■ Document:

◇ ◇ ◇

The scheme envisioned in that Wikipedia (2010) version is, roughly, that there is the thing we are thinking about, there is the thinking about the thing, and then there is the thinking about the thinking. In this view, one might construe CT as a “What? So what? Now what?” (Borton, 1970) type of process – as, in other words, simply the sequential identification of a datum, the analysis of its meaning, and the derivation of consequences or next steps from the analysis (see Eyler, 2002, p. 528). Schön (1983, p. 277) calls this sort of process “reflection on [past] action” (emphasis added); D’Cruz, Gillingham, and Melendez (2007, p. 83) call it “critical reflection.” In an attempt to add some clarity to such terms, this paper will tend to refer to it as simply “reflection,” with the understanding that it does have a critical orientation.

Obviously, that game can continue. One can think about the thinking about the thinking – can engage, in other words, in analysis of what counts as a good justification. For that matter, one can ask what counts as a good analysis, or simply what counts. Some of this might fall into the realms of metaphysics or philosophy of science. That is not to say that such activities necessarily take place at a superior or more definitive level. It is possible to do metaphysics poorly. Hence, it may be useful to treat philosophy, not as an invariably sophisticated, nth-generation level of analysis, abstracted to a high level from the original datum, but rather as a shift in focus from a basic datum of real-world experience to a recherche datum of something in the realms of language or consciousness.

◇ ◇ ◇

■ Information supplied:
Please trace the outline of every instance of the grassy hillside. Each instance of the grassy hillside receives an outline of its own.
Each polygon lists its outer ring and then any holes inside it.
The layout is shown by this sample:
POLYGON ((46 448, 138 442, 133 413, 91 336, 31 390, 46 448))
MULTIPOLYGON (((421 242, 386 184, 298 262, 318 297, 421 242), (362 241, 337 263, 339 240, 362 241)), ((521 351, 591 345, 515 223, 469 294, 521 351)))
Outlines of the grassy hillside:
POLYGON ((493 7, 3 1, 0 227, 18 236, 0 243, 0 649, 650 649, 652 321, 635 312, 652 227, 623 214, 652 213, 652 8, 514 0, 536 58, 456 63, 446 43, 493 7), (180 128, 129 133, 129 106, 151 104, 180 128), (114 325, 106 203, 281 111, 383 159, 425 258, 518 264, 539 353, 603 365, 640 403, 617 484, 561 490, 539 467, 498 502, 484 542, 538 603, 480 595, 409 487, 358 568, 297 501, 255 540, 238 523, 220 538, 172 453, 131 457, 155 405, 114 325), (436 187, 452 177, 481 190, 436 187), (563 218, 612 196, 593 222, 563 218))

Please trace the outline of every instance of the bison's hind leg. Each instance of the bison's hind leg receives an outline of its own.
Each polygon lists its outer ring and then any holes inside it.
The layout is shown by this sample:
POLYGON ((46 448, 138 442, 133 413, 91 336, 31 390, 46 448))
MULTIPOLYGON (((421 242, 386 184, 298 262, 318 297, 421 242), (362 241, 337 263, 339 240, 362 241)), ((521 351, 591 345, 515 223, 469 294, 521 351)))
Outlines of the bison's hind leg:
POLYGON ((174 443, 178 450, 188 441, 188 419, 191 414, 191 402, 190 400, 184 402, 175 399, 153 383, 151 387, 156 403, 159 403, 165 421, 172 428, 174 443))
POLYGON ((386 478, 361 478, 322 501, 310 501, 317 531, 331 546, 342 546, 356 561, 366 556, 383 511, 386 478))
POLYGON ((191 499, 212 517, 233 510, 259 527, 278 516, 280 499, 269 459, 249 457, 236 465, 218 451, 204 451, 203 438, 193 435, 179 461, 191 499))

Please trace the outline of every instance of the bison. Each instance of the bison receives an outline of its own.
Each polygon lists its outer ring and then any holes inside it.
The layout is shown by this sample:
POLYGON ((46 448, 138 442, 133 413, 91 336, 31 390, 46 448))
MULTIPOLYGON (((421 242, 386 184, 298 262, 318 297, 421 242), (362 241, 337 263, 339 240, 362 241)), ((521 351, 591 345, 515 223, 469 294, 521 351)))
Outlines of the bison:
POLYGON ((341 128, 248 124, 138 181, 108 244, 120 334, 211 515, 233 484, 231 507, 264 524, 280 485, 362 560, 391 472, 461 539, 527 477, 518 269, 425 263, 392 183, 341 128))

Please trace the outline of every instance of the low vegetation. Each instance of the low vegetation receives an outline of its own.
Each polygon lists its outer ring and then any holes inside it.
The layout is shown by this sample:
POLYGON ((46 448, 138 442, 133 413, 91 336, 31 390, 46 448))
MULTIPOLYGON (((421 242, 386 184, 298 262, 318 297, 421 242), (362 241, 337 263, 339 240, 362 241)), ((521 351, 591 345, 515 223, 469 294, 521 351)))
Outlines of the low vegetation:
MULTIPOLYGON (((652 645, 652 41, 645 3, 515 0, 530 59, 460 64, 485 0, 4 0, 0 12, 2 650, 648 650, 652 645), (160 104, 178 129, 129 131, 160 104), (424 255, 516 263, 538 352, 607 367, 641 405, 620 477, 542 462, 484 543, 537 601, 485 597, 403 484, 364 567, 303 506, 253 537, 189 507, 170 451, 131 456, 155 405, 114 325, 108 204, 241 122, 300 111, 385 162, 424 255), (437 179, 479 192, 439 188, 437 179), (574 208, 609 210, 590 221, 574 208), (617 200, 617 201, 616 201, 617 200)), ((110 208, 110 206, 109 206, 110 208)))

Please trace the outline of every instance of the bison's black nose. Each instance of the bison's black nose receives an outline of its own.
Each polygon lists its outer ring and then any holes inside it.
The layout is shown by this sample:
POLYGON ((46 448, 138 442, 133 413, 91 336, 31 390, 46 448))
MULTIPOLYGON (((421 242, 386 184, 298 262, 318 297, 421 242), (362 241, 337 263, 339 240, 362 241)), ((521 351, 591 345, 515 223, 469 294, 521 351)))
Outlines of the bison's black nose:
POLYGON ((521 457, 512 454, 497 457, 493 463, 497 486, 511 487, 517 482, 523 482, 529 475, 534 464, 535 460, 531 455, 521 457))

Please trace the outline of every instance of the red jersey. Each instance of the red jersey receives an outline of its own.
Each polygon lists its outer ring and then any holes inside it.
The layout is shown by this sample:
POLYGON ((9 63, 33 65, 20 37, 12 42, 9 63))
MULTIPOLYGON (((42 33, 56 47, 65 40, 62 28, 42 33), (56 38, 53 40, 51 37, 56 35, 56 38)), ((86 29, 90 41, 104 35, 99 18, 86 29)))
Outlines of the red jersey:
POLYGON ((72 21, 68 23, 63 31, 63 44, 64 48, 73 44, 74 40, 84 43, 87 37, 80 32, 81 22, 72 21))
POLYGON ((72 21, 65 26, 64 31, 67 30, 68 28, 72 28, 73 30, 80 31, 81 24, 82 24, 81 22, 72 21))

◇ ◇ ◇

Continue the passage on critical thinking and levels of reflection, starting right after its last sentence.

■ Task response:
Seen in those terms, CT – regardless of its quality – may be construed as having a horizontal rather than vertical emphasis. That is, from a CT perspective, when we go to that nth level of thinking about thinking, we may not have moved up to a higher level; we may instead have just moved on to a different question. The very existence of additional vertical levels (whether characterized as metaphorically “higher” or as “deeper”) becomes dubious when one observes the dissimilarity of the nomenclature that five authors use to describe them, as cited by Mann, Gordon, and MacLeod (2009, p. 598): are there two such levels, for example, or are there instead three, or four, or five? According to Mann et al., those five authors have managed, among themselves, to generate 17 different (and in many instances seemingly incommensurable) terms for such levels, with “critical reflection” being the only such term adopted by more than one of those authors.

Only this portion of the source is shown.